### Provided text:
CNN Medical Producer
Before December 22nd, except for people living near coal-burning plants, the phrase "coal fly ash" was not a part of the lexicon.
These days, coal, and specifically the waste produced when it is burned – called coal fly ash – are frequently topics of conversation, at least in Congress.
The conversation began after the largest industrial disaster in U.S. history – a spill ten times worse than Exxon Valdez.
It happened three days before Christmas, on a cold morning before dawn. A dam holding back more than one billion gallons of coal fly ash sludge trembled and finally broke, blanketing 300 acres in Kingston, Tennessee, and nearby Harriman, Tennessee. The coal ash, which was stored at the Tennessee Valley Authority's Kingston plant for more than 50 years before the breach, could not be safely disposed. It was mixed with water and pumped into giant holding ponds.

Records excerpted from a collection:
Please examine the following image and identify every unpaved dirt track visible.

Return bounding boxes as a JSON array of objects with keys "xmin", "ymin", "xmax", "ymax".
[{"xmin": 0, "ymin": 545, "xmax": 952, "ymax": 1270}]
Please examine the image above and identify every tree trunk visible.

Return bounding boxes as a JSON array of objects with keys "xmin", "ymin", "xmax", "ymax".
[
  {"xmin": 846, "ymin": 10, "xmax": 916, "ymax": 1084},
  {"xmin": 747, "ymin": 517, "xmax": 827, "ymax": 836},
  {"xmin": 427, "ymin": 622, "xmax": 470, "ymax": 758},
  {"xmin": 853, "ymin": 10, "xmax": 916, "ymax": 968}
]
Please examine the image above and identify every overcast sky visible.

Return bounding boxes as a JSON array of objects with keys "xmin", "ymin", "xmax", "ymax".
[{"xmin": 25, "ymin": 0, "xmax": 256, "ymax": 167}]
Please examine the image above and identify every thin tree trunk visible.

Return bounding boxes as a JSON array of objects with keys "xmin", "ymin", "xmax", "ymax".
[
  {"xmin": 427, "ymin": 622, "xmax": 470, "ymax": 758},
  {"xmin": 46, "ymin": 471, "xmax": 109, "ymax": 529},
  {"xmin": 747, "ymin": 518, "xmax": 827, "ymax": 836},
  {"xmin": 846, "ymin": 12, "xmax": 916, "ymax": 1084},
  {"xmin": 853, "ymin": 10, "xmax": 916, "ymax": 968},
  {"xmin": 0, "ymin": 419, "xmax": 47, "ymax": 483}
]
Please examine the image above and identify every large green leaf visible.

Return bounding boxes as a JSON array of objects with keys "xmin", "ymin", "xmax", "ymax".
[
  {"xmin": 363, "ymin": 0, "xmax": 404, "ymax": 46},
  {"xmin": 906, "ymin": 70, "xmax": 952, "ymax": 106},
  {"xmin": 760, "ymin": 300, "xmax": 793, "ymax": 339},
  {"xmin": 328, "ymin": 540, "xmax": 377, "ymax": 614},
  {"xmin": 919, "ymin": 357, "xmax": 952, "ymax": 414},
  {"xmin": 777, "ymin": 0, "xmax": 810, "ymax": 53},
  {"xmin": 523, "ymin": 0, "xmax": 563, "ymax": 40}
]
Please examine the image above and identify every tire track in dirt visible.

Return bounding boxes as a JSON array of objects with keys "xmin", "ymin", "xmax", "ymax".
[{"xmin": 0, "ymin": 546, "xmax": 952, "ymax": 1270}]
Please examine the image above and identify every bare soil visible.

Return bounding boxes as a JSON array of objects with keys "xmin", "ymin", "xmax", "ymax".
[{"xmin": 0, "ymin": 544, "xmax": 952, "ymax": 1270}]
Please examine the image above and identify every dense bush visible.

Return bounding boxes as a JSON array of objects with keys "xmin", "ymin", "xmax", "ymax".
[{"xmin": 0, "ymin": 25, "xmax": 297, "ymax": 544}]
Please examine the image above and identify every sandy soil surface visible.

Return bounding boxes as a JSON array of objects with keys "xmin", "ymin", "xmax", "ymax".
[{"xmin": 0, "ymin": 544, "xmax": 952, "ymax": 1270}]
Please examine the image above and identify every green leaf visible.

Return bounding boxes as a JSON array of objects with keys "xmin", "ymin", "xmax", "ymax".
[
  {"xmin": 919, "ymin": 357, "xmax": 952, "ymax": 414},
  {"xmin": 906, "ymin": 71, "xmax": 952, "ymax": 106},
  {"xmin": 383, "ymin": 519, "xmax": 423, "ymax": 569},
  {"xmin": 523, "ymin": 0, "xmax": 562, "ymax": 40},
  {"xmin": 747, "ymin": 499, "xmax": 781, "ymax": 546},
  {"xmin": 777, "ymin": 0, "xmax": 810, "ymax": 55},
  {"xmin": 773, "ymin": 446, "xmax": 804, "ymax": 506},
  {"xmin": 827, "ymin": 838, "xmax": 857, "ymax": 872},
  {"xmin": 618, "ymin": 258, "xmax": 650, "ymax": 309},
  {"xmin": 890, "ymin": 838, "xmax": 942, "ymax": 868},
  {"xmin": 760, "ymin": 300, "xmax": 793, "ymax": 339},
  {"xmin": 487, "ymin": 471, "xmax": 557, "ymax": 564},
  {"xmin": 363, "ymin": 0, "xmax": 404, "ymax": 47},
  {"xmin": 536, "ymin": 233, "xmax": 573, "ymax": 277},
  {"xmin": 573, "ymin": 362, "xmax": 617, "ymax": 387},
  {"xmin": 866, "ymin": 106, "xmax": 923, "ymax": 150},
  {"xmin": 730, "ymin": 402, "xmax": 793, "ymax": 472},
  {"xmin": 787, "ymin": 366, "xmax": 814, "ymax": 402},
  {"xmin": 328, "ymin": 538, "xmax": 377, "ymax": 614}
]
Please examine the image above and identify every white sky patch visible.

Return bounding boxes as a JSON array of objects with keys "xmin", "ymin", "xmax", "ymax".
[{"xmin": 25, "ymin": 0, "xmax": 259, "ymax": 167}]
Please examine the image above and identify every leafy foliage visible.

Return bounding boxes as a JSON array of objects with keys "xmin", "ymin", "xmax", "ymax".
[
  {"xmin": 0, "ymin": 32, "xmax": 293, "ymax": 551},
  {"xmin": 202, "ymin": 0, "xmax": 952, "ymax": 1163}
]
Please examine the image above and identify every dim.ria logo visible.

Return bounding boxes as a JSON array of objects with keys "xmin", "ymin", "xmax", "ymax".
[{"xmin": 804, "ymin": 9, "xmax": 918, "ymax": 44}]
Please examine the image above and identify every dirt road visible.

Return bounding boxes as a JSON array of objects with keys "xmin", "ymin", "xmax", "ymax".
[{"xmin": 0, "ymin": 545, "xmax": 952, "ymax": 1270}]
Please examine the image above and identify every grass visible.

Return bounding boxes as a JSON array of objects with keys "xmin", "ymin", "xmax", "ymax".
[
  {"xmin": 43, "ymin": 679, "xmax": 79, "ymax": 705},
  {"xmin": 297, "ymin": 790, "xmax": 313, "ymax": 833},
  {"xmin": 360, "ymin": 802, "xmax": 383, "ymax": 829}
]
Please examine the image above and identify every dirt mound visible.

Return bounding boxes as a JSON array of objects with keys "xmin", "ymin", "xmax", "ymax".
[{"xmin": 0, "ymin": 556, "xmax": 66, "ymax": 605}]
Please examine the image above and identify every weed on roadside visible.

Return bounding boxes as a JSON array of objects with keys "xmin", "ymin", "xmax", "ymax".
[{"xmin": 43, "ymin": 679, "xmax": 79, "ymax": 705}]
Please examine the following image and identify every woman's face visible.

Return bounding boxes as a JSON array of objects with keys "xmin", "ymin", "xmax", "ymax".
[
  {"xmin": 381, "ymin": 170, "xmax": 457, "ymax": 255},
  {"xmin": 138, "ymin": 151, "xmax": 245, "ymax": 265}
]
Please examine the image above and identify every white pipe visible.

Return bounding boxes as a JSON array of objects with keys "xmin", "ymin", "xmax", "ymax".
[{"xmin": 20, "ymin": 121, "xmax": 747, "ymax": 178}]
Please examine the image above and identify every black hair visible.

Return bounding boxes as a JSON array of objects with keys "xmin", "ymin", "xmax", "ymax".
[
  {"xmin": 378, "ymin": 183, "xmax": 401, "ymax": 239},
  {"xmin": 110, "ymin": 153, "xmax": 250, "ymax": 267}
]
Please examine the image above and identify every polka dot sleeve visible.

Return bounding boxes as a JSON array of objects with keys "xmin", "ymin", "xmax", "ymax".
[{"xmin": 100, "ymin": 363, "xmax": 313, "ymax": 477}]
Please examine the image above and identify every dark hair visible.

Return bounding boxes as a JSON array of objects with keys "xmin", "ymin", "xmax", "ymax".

### Task instructions:
- a) Using the coal ash spill text, answer the following:
(i) How many acres did the sludge cover?
(ii) How many days before Christmas did the dam break?
(iii) For how long had the coal ash been stored at the Kingston plant before the breach?
- b) Revise the coal ash spill text starting with "CNN Medical Producer" and going on through "giant holding ponds.", putting "the Senate" in place of "Congress".
- c) Continue the text on the Kingston coal ash spill from its final sentence.

### Written responses:
- a)
(i) 300 acres
(ii) Three days
(iii) More than 50 years

- b)
CNN Medical Producer
Before December 22nd, except for people living near coal-burning plants, the phrase "coal fly ash" was not a part of the lexicon.
These days, coal, and specifically the waste produced when it is burned – called coal fly ash – are frequently topics of conversation, at least in the Senate.
The conversation began after the largest industrial disaster in U.S. history – a spill ten times worse than Exxon Valdez.
It happened three days before Christmas, on a cold morning before dawn. A dam holding back more than one billion gallons of coal fly ash sludge trembled and finally broke, blanketing 300 acres in Kingston, Tennessee, and nearby Harriman, Tennessee. The coal ash, which was stored at the Tennessee Valley Authority's Kingston plant for more than 50 years before the breach, could not be safely disposed. It was mixed with water and pumped into giant holding ponds.

- c)
There are no Federal guidelines or oversight over the more than 1300 ponds like the TVA's in the U.S. According the Environmental Protection Agency, coal ash is subject to the same regulations as household garbage.
At a press conference in Washington, Senator Barbara Boxer announced that the Environmental Protection Agency has identified 44 more sites like TVA's which pose a "high hazard" to nearby communities, but that the EPA in consultation with the Army Corps of Engineers, and the Department of Homeland Security, will not disclose the list of sites publicly.
In a letter addressed to those agencies, Senator Boxer indicated that if a breach were to occur at any of these sites, it would "pose a threat to the lives of people nearby." Boxer also emphasized the public's right to know where the hazardous sites are located, saying that the knowledge could empower it to press local authorities to make the sites safer.
Testing revealed that coal fly ash at the TVA site was laden with toxic elements like arsenic, lead and selenium, and radioactive waste. A slew of independent studies, including a recent Duke University study, indicate that the environment, the water, and the air near the TVA plant have been contaminated, and fish pulled from the Tennessee, Clinch and Emory rivers are testing at dangerously high levels for selenium and other heavy metals.
The environment is destroyed.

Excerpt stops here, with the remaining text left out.